**ISTRUZIONE:**
Riporta tutti i dati che seguono riga per riga, senza alcuna modifica, ma lascia fuori le immagini.

**DATI:**
━━━━━━━━━━━━━━━━━━━━━━━━━━━━━━

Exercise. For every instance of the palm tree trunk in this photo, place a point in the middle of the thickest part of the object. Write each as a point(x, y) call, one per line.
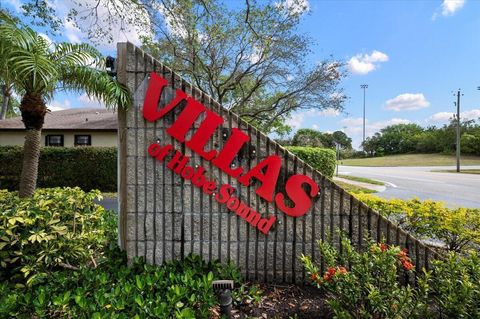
point(33, 115)
point(6, 99)
point(31, 155)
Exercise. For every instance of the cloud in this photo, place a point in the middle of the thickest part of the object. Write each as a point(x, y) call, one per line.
point(46, 37)
point(72, 33)
point(294, 7)
point(349, 121)
point(16, 4)
point(366, 63)
point(407, 102)
point(128, 26)
point(295, 121)
point(328, 112)
point(449, 7)
point(445, 117)
point(58, 106)
point(354, 127)
point(85, 101)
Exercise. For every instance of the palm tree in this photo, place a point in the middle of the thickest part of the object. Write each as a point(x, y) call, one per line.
point(38, 69)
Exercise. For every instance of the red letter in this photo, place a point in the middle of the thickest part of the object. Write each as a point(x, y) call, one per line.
point(231, 148)
point(224, 193)
point(272, 165)
point(178, 162)
point(154, 91)
point(203, 134)
point(185, 120)
point(297, 194)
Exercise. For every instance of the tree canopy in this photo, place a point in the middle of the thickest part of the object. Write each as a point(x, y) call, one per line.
point(248, 56)
point(314, 138)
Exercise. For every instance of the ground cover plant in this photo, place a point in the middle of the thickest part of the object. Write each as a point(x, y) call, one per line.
point(367, 283)
point(60, 260)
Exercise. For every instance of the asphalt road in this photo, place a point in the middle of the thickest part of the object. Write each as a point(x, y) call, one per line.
point(456, 190)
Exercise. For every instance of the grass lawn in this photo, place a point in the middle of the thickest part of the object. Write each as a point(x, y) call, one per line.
point(361, 179)
point(462, 171)
point(354, 189)
point(412, 160)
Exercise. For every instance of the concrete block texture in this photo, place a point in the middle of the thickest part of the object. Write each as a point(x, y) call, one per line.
point(166, 217)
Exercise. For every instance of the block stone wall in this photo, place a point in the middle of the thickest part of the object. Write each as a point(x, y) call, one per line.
point(164, 217)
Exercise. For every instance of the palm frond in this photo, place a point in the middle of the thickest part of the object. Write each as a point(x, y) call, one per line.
point(34, 72)
point(76, 54)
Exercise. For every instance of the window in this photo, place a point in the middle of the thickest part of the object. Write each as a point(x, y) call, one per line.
point(54, 140)
point(81, 140)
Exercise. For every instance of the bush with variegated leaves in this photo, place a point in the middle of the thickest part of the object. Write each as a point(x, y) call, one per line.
point(56, 228)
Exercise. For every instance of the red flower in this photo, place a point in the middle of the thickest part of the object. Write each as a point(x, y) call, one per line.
point(407, 265)
point(329, 274)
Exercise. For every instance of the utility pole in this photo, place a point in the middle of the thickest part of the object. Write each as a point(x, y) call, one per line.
point(458, 131)
point(364, 87)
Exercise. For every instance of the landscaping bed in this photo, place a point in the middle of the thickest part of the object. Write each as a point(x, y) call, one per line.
point(59, 259)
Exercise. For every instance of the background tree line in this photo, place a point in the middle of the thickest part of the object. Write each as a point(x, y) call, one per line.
point(313, 138)
point(412, 138)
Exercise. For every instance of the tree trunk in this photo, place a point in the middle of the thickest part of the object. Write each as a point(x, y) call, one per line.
point(33, 115)
point(31, 155)
point(6, 99)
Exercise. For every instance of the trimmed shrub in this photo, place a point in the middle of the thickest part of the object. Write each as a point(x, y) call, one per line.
point(56, 228)
point(322, 159)
point(458, 229)
point(85, 167)
point(59, 259)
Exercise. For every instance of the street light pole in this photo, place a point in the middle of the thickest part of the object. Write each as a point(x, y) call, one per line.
point(364, 86)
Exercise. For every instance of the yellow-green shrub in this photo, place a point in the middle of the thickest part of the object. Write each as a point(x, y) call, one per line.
point(458, 228)
point(56, 228)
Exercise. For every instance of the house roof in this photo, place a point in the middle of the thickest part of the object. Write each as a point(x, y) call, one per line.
point(71, 119)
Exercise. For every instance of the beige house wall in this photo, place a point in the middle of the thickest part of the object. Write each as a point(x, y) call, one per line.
point(98, 138)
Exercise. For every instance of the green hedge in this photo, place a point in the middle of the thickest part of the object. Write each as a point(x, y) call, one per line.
point(322, 159)
point(85, 167)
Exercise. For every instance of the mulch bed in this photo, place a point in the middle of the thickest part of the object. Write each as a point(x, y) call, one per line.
point(282, 301)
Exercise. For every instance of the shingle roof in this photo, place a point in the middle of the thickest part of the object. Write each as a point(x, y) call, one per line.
point(71, 119)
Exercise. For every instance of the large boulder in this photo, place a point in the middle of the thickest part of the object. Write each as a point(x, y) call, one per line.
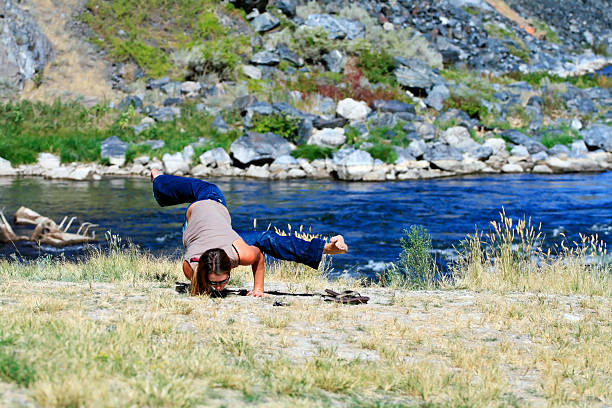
point(215, 158)
point(336, 28)
point(519, 138)
point(175, 163)
point(114, 150)
point(353, 110)
point(48, 161)
point(25, 49)
point(352, 164)
point(598, 137)
point(460, 138)
point(328, 137)
point(264, 22)
point(6, 169)
point(257, 149)
point(249, 5)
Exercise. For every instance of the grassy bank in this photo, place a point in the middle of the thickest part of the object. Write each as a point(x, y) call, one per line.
point(74, 132)
point(111, 331)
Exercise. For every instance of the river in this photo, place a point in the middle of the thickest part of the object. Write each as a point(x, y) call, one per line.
point(372, 216)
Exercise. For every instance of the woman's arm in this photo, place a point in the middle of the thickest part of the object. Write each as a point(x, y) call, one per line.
point(251, 255)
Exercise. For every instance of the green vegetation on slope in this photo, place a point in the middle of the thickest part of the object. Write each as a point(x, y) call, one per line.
point(75, 132)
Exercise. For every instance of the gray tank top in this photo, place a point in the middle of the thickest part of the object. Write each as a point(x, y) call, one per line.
point(209, 226)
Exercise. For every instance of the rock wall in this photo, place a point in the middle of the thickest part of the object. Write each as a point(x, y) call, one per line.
point(24, 49)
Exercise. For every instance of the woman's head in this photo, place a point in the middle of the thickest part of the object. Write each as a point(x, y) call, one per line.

━━━━━━━━━━━━━━━━━━━━━━━━━━━━━━

**SOLUZIONE ESERCIZIO:**
Exercise. For every instance of the palm tree trunk in this photo, place a point in the middle of the thickest part of the object. Write each as a point(x, y) call, one per line.
point(33, 115)
point(6, 99)
point(31, 155)
Exercise. For every instance of the cloud in this photo, place a point in the middle of the thickest part of the object. Write each as a point(x, y) call, one per line.
point(46, 37)
point(72, 33)
point(294, 7)
point(349, 121)
point(16, 4)
point(366, 63)
point(407, 102)
point(128, 26)
point(295, 121)
point(328, 112)
point(449, 7)
point(445, 117)
point(58, 106)
point(354, 127)
point(85, 101)
Exercise. For every instance of the palm tree in this photo, place a point in the middle of the thickest part of the object. Write each as a point(x, y) call, one per line.
point(38, 69)
Exercise. For every instance of the red letter in this photo, place a point in the middle of the thickest part of the object. Write each as a point(x, y) call, one per line.
point(231, 148)
point(224, 193)
point(272, 165)
point(178, 162)
point(154, 91)
point(203, 134)
point(185, 120)
point(297, 194)
Exercise. For every instance of the tree canopy in this photo, place a point in the middle of the thickest part of the object. Write each as a point(x, y) call, one per line.
point(248, 56)
point(314, 138)
Exercise. For every instance of the ground cover plant in this photo, place a point in the middle of the thickest part of the object. Write each as a point(x, y) call, one per line.
point(367, 283)
point(60, 260)
Exercise. For every instance of the asphalt road in this photo, place a point in the middle of the thickest part of the object. Write each as a point(x, y) call, one per line.
point(456, 190)
Exercise. For every instance of the grass lawn in this photo, place a point in the middle of the thickest part of the object. Write each as a point(x, y) call, one per line.
point(361, 179)
point(462, 171)
point(354, 189)
point(412, 160)
Exercise. For every instance of the concrete block texture in this photo, place a point in the middle of the thickest part of the object. Write each as a point(x, y) call, one per line.
point(166, 217)
Exercise. For every instance of the block stone wall in this photo, place a point in the middle of the thickest part of the object. Write each as a point(x, y) call, one per line.
point(164, 217)
Exercise. For every instance of the palm frond in this photo, place a point in the middle of the thickest part of the object. Write each as a point(x, y) call, one per line.
point(34, 72)
point(76, 54)
Exercise. For every instance of the window in this photo, place a point in the middle of the thickest part of the object. Write each as a point(x, y) call, one per line.
point(54, 140)
point(81, 140)
Exercise. For every instance of the bush with variegated leaves in this photo, place a point in the middle of the thickest part of the object. Write each as a point(x, y) call, one per line.
point(56, 228)
Exercise. For every instance of the red flower in this photo, place a point in the middle of the thickest part of the object. Write each as a point(x, y) call, one per line.
point(407, 265)
point(329, 274)
Exercise. For every instance of the utility pole in this photo, place a point in the middle of the thickest part of the object. Write each as a point(x, y) call, one per line.
point(458, 131)
point(364, 87)
Exercise. For every instance of the landscaping bed in this photo, place a point in the middle of the thickest part of the object. Write each as a point(x, y) call, one per line.
point(59, 259)
Exercise. For every instance of the background tree line in this photo, place a point in the middle of the thickest part of the object. Write each as a point(x, y) call, one per line.
point(313, 138)
point(412, 138)
Exercise. For every instance of the tree trunk in this photo, place a point in the middle of the thickest part of the object. Write each as a point(x, y) call, one per line.
point(33, 115)
point(31, 155)
point(6, 99)
Exercise. For every instance of the trimmed shrub in this photo, place a point in the middle of the thickest part of the object. Write each as a point(x, y) call, one per line.
point(56, 228)
point(322, 159)
point(458, 229)
point(85, 167)
point(59, 259)
Exercise. For every instance of the street light pole in this photo, place a point in the middle of the thickest part of the object. Write each as a point(x, y) call, one per line.
point(364, 86)
Exercise. For every instance of the yellow-green shrub in this photo, place a point in the middle of the thickest part of the object. Write each as a point(x, y) call, one per line.
point(458, 228)
point(56, 228)
Exercise. For every instance of the house roof in this photo, place a point in the middle of the thickest part of the object. Write each as a point(x, y) call, one per line.
point(71, 119)
Exercise. For every instance of the beige house wall in this photo, place a point in the middle of the thickest part of the object. Write each as a point(x, y) call, one per line.
point(98, 138)
Exercise. For every instance of the green hedge in this photo, place a point in the middle of the thickest part of the object. Write each as a point(x, y) call, one per line.
point(322, 159)
point(85, 167)
Exercise. For every instance of the mulch bed in this photo, place a point in the middle of the thickest part of the object. Write each as a point(x, y) call, one per line.
point(282, 301)
Exercise. For every instance of the shingle roof in this photo, place a point in the middle of the thickest part of the object. Write each as a point(x, y) call, one per line.
point(71, 119)
Exercise. For every instance of the large boulder in this photo, place a point in the middle of the thickest part of the object. Write each as a point(x, y) call, one per line.
point(215, 158)
point(336, 28)
point(519, 138)
point(175, 163)
point(114, 150)
point(353, 110)
point(48, 161)
point(25, 49)
point(352, 164)
point(598, 137)
point(460, 138)
point(328, 137)
point(264, 22)
point(6, 169)
point(257, 149)
point(249, 5)
Exercise. For every instance of the grassy bank in this photo, place a point in the middle of the thickest part of the object. Write each as a point(x, y) call, one per line.
point(74, 132)
point(111, 331)
Exercise. For every instance of the river in this photo, place a point in the middle of the thickest part of the object. Write each as a point(x, y) call, one per line.
point(372, 216)
Exercise. For every instance of the woman's arm in this photo, place a point in the middle of the thickest part of the object. Write each as a point(x, y) call, one per line.
point(251, 255)
Exercise. For every instance of the green vegetation on slope in this photo, place a point in the middle of the thickest part of the object. Write each as a point(x, y) call, one per line.
point(75, 132)
Exercise. For every instance of the gray tank top in this photo, place a point in the middle of the thickest part of the object. Write each as a point(x, y) call, one per line.
point(209, 226)
Exercise. For every instance of the rock wall in this photo, place a point in the middle of the thickest part of the object. Write each as a point(x, y) call, one per line.
point(24, 49)
Exercise. For every instance of the woman's head in this photo, place a point in the middle of the thickest part of the object. Write each as a point(x, y) call, one per line.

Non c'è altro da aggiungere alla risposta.